--- Data in this exercise ---
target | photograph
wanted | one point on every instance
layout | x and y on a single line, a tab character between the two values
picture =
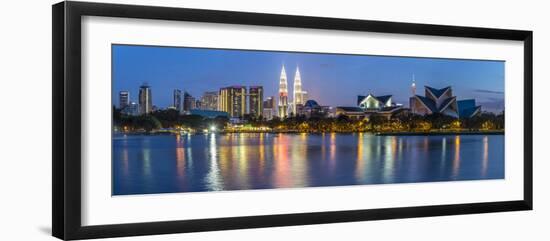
188	119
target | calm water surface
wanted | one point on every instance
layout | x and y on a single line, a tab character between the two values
209	162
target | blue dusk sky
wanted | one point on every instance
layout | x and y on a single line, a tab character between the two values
330	79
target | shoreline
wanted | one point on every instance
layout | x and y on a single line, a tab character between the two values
396	133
---
Requirement :: Print the listing lines unchanged, starting at the line that contains "target | shoreline" and ending at the final line of the listing.

Solved problem ::
target | shoreline
wanted | one point on every instance
layout | x and y on a single line, a tab character between the two values
396	133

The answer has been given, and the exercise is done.